Task instructions
A word-for-word transcript of the closing lines is required: from the one with "Category: front door handle" through the final line of the data.

--- Data Enclosed Below ---

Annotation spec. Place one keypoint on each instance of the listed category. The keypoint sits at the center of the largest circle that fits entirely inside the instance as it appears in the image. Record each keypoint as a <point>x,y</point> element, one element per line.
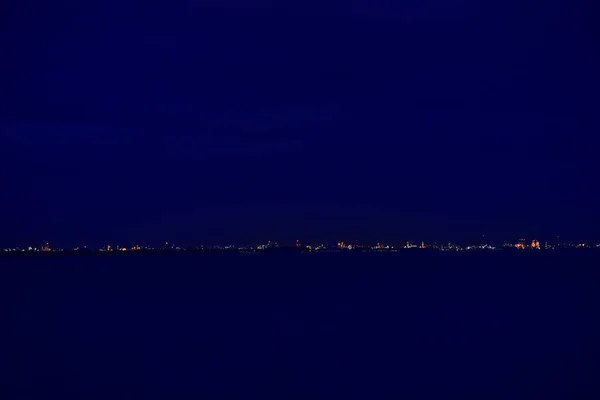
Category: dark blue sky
<point>242,121</point>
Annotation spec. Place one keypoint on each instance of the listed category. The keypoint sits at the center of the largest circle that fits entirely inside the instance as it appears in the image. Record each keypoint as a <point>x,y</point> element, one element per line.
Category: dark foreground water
<point>420,325</point>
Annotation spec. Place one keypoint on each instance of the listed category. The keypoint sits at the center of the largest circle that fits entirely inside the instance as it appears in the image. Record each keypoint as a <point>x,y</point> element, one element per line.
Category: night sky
<point>230,121</point>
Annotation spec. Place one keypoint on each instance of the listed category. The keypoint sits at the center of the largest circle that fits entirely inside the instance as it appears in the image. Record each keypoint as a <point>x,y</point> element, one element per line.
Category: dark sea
<point>413,325</point>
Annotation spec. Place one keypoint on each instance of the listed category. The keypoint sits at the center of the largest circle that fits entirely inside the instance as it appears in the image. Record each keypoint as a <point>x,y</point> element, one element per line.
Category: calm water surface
<point>420,325</point>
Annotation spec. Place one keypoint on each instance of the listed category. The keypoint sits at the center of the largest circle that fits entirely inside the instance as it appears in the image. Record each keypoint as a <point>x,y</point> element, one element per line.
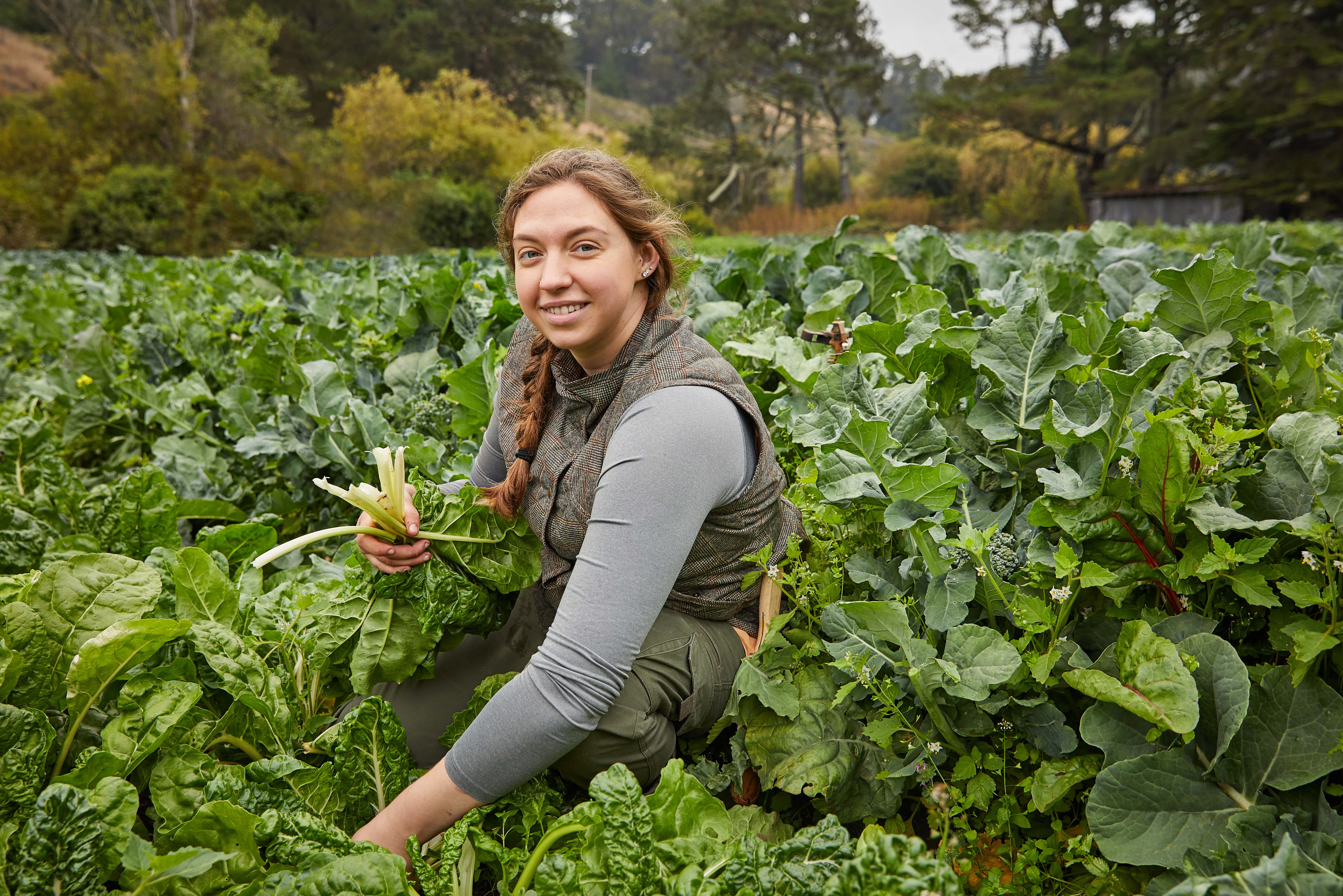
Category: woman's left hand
<point>426,809</point>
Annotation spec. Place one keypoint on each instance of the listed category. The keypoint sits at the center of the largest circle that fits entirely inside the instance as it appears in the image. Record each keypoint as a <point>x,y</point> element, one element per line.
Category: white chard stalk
<point>386,507</point>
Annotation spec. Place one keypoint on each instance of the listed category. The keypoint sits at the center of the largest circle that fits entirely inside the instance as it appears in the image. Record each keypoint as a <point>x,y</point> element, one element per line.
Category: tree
<point>837,57</point>
<point>1271,108</point>
<point>1095,100</point>
<point>634,46</point>
<point>515,46</point>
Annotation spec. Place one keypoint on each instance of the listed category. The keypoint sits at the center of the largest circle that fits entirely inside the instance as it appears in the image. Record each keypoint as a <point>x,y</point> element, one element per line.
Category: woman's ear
<point>649,259</point>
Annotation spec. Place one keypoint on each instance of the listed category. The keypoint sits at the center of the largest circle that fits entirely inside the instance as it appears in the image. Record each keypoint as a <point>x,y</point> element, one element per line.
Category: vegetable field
<point>1067,621</point>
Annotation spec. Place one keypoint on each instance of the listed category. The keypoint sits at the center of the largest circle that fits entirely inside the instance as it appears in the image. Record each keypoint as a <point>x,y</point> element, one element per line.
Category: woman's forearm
<point>426,809</point>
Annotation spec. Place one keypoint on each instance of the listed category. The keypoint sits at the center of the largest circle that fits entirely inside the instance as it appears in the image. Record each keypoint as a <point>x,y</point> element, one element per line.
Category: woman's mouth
<point>563,314</point>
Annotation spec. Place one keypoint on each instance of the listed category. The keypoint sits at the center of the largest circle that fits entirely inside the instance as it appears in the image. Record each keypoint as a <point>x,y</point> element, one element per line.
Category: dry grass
<point>874,217</point>
<point>25,66</point>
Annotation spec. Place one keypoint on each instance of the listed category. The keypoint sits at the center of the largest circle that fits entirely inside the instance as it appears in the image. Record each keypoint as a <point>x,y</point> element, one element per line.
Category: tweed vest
<point>664,351</point>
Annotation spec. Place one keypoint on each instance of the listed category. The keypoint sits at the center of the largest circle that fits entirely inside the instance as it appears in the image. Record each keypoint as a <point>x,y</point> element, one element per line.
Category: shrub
<point>456,215</point>
<point>820,182</point>
<point>134,206</point>
<point>926,170</point>
<point>699,222</point>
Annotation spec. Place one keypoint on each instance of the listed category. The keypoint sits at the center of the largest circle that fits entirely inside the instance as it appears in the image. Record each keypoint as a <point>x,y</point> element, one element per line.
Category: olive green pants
<point>679,687</point>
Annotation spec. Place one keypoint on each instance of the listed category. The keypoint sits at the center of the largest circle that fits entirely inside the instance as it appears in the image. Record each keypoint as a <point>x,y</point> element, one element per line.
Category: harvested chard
<point>386,506</point>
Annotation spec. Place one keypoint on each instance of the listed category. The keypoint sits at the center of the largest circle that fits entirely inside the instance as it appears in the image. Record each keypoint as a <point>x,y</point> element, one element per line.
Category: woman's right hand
<point>394,558</point>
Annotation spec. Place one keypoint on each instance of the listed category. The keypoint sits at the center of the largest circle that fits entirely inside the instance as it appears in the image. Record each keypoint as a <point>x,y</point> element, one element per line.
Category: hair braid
<point>506,499</point>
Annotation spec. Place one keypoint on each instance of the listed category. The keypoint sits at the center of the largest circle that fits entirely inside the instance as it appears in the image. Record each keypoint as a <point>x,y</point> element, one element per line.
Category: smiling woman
<point>641,460</point>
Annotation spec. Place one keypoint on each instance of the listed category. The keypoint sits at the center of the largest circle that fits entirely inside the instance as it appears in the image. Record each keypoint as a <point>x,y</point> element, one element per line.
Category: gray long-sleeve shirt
<point>675,456</point>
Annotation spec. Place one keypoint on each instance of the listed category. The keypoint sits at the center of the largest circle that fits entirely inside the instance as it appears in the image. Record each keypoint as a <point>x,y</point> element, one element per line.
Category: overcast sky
<point>926,27</point>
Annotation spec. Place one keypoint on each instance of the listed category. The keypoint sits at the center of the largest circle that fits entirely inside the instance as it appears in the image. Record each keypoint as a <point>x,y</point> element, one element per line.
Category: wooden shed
<point>1168,205</point>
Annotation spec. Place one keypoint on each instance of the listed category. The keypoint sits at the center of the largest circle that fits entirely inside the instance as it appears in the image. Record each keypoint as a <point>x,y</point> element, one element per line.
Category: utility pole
<point>587,95</point>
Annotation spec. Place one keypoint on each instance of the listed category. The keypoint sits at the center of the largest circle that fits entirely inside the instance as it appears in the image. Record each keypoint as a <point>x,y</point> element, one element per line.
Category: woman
<point>641,460</point>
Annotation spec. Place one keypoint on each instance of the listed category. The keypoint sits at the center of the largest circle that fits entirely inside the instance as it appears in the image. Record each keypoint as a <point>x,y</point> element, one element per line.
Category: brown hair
<point>644,217</point>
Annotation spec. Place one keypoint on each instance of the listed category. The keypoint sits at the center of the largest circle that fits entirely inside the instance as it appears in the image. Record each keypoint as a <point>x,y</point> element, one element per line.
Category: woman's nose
<point>555,276</point>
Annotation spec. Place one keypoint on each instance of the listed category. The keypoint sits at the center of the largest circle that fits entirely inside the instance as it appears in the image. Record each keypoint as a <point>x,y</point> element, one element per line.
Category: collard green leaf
<point>1287,737</point>
<point>984,659</point>
<point>1224,692</point>
<point>1117,731</point>
<point>1150,811</point>
<point>372,762</point>
<point>817,753</point>
<point>1209,296</point>
<point>178,784</point>
<point>1023,350</point>
<point>1153,680</point>
<point>1056,777</point>
<point>947,600</point>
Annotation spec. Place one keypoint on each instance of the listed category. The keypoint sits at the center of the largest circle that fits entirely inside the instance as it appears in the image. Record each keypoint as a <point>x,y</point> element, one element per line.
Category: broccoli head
<point>1002,555</point>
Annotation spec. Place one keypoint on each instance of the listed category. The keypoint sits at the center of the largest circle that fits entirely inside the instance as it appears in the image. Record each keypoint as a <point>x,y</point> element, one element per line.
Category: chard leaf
<point>203,590</point>
<point>249,680</point>
<point>1153,680</point>
<point>81,598</point>
<point>148,710</point>
<point>136,515</point>
<point>104,658</point>
<point>26,739</point>
<point>372,763</point>
<point>58,848</point>
<point>222,827</point>
<point>241,543</point>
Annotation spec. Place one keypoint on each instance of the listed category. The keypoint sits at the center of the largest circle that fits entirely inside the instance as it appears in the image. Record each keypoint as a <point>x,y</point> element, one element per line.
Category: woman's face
<point>579,276</point>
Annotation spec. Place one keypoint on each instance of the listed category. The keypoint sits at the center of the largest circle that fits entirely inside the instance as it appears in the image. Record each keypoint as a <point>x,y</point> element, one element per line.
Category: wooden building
<point>1173,206</point>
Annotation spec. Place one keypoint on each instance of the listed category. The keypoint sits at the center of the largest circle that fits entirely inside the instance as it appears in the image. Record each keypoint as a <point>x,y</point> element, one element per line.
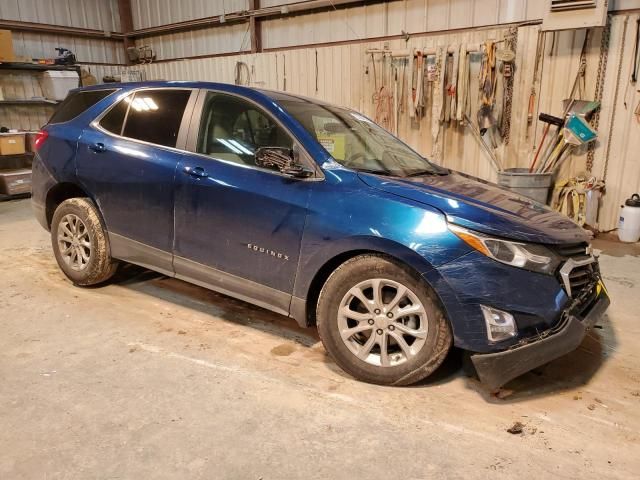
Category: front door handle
<point>98,147</point>
<point>197,172</point>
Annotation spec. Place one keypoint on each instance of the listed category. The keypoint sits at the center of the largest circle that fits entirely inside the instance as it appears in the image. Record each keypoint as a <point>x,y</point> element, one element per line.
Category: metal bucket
<point>532,185</point>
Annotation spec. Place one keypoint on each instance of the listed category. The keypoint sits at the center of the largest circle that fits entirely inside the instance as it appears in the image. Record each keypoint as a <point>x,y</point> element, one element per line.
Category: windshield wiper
<point>374,171</point>
<point>418,173</point>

--- End of Enclosed Data ---

Task result
Category: front door handle
<point>98,147</point>
<point>197,172</point>
Annotation spec. Place one keypoint on each instance of the listed category. The keypoint sits at the center of the largest circle that fits entirely inside the instance as it appears in the image. Record each keypoint as a <point>x,y</point> element, one element per line.
Category: metal bucket
<point>532,185</point>
Annotation spec. Place one keypoint on each instance of the listed category. The keypoint sits at the center of the largest circle that fits entirely inside the instance as it appears in the image. Record each keypoint as a <point>x,y</point> element, one element per line.
Category: windshield wiper
<point>374,171</point>
<point>418,173</point>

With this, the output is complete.